■ TASK DIRECTIONS
Set the following entries down again exactly, line by line.
-- START --
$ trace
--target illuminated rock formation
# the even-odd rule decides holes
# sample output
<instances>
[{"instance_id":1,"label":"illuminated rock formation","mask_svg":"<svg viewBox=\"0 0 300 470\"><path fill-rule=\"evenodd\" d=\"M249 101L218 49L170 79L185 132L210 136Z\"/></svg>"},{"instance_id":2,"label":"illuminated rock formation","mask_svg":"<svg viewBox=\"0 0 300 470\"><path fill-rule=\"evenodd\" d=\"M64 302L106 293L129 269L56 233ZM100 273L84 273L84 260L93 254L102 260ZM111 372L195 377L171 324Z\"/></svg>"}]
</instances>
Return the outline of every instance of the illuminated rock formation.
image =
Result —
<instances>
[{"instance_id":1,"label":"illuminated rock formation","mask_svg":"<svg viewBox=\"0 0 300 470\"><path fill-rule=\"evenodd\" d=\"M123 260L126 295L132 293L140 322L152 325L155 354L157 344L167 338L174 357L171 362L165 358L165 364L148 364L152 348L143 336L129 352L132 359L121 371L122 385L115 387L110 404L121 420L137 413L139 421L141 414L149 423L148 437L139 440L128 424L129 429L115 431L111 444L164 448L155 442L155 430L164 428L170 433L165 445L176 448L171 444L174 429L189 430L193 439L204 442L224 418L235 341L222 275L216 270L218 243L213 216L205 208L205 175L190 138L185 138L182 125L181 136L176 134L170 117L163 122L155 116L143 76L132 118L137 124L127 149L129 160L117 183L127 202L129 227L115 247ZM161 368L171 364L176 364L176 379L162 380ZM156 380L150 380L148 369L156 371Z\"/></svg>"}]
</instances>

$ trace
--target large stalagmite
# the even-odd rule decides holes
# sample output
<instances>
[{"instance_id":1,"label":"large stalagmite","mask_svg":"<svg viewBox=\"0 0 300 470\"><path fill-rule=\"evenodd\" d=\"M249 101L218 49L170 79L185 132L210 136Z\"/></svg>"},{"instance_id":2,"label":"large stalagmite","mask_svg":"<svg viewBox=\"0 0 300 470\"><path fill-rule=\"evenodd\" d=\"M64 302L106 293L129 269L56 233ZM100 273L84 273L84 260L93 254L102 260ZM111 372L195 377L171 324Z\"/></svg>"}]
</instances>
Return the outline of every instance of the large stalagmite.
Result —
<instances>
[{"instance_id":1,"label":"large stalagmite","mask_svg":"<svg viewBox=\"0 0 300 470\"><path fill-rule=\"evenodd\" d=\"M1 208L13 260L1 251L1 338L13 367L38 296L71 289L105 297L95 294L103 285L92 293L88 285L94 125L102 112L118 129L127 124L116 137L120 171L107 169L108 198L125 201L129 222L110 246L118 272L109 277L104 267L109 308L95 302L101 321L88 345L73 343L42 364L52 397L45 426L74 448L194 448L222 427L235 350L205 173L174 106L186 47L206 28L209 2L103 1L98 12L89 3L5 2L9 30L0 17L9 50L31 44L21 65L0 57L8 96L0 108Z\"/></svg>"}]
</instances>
-- END --
■ EXPECTED ANSWER
$ trace
--target illuminated rock formation
# the even-odd rule decides holes
# sample output
<instances>
[{"instance_id":1,"label":"illuminated rock formation","mask_svg":"<svg viewBox=\"0 0 300 470\"><path fill-rule=\"evenodd\" d=\"M249 101L218 49L170 79L185 132L210 136Z\"/></svg>"},{"instance_id":2,"label":"illuminated rock formation","mask_svg":"<svg viewBox=\"0 0 300 470\"><path fill-rule=\"evenodd\" d=\"M64 302L106 293L129 269L56 233ZM100 273L84 273L84 260L93 254L102 260ZM111 372L195 377L171 324Z\"/></svg>"}]
</instances>
Return the outline of every instance of the illuminated rock formation.
image =
Result —
<instances>
[{"instance_id":1,"label":"illuminated rock formation","mask_svg":"<svg viewBox=\"0 0 300 470\"><path fill-rule=\"evenodd\" d=\"M123 260L126 295L132 293L140 322L152 325L155 354L157 344L167 338L174 357L171 362L165 358L165 364L148 364L152 348L143 336L129 352L132 359L121 371L122 385L115 387L110 404L121 420L137 413L139 421L141 414L149 423L148 437L139 440L128 424L129 429L115 431L111 444L164 448L155 442L155 430L164 428L170 433L165 445L176 448L171 444L174 429L189 430L193 439L204 442L224 418L235 341L222 275L216 270L218 243L213 216L205 208L205 175L190 138L185 138L182 125L181 136L176 134L170 117L163 122L155 116L143 76L132 118L137 124L127 149L129 160L117 183L127 202L129 227L115 247ZM161 368L171 364L176 364L176 379L162 380ZM156 380L150 380L148 369L156 371Z\"/></svg>"}]
</instances>

$ trace
--target large stalagmite
# the even-odd rule decides holes
# sample output
<instances>
[{"instance_id":1,"label":"large stalagmite","mask_svg":"<svg viewBox=\"0 0 300 470\"><path fill-rule=\"evenodd\" d=\"M249 101L218 49L170 79L185 132L210 136Z\"/></svg>"},{"instance_id":2,"label":"large stalagmite","mask_svg":"<svg viewBox=\"0 0 300 470\"><path fill-rule=\"evenodd\" d=\"M64 302L106 293L129 269L56 233ZM100 273L84 273L84 260L93 254L102 260ZM111 372L195 377L171 324Z\"/></svg>"}]
</instances>
Return the outline of every instance of the large stalagmite.
Result —
<instances>
[{"instance_id":1,"label":"large stalagmite","mask_svg":"<svg viewBox=\"0 0 300 470\"><path fill-rule=\"evenodd\" d=\"M1 208L13 260L1 251L1 338L13 367L38 296L71 289L105 297L95 294L103 285L92 293L88 285L94 125L102 112L118 129L127 124L116 137L120 171L107 169L108 198L125 201L129 222L110 246L118 272L109 277L104 267L109 308L95 302L101 321L88 345L73 343L42 364L52 397L45 426L74 448L194 448L222 427L235 350L205 173L174 106L186 47L206 28L209 2L103 1L98 12L89 3L5 2L9 30L0 17L9 50L31 44L21 65L0 57L8 96L0 108Z\"/></svg>"}]
</instances>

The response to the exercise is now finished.